*** Source text Section Begins ***

Even if you don’t think you were exposed to a specific hazard, you can take steps to proactively monitor your own health and help other Veterans.

Understanding the science of airborne hazard exposures

We all interact with thousands of substances in our daily lives. Some substances are only harmful if they get into our bodies in large quantities. Others are toxic even in the smallest amounts. Determining whether potentially harmful substances have a negative impact on our health requires understanding the amount, frequency, and intensity of the exposure.

How an exposure occurred – whether it was ingested, inhaled or touched your skin – can also be a factor. Because people rarely stay in one place, do just one job or engage in the same activities throughout their lives, it can be hard to determine with certainty that exposure to any one substance or source directly causes a given health condition.

This is also true of exposure to airborne hazards. Many health conditions related to these hazards are temporary and should disappear after the exposure ends. Other longer-term issues may be caused by a combination of hazardous exposures, injuries or illnesses, including:
•The smoke and fumes from burn pits.
•Fuel, aircraft exhaust, and other mechanical fumes.
•Sand, dust, and particulate matter.
•General air pollution common in certain countries.
•Fuel, aircraft exhaust, and other mechanical fumes.
•Smoke from oil well fires.
•Blast or noise injuries.

Join the registry today

VA established the Airborne Hazards and Open Burn Pit Registry in 2014 to put data to work for Veterans and help us better understand the potential health effects of these exposures. By joining the registry, you can provide information that supports ongoing research and helps VA provide better care to all Veterans.

It can also help you identify health concerns, discuss them with your provider and get follow-up care. You can even submit a copy of your registry questionnaire to support your VA claim if you choose.

We also encourage all Veterans concerned about toxic exposures during their military service to talk to their health care provider, apply for VA health care, and file a claim for compensation and benefits.

Once enrolled, your VA care team will work with you to understand your health concerns and connect you with the care and services you need to get – and stay – healthy.

*** Source text Section Ends ***

▸ **The task**:
Rewrite the stretch of the airborne hazards text from "Understanding the science" through "of the exposure.", putting "materials" in place of "substances".

*** Data supplied Section Begins ***

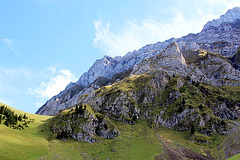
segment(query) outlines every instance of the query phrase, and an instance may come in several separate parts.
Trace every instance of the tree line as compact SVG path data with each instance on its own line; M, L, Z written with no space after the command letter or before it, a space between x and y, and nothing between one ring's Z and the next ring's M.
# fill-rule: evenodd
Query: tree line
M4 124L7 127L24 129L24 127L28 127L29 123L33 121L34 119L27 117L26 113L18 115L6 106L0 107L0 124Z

*** Data supplied Section Ends ***

▸ **Output for this task**:
Understanding the science of airborne hazard exposures

We all interact with thousands of materials in our daily lives. Some materials are only harmful if they get into our bodies in large quantities. Others are toxic even in the smallest amounts. Determining whether potentially harmful materials have a negative impact on our health requires understanding the amount, frequency, and intensity of the exposure.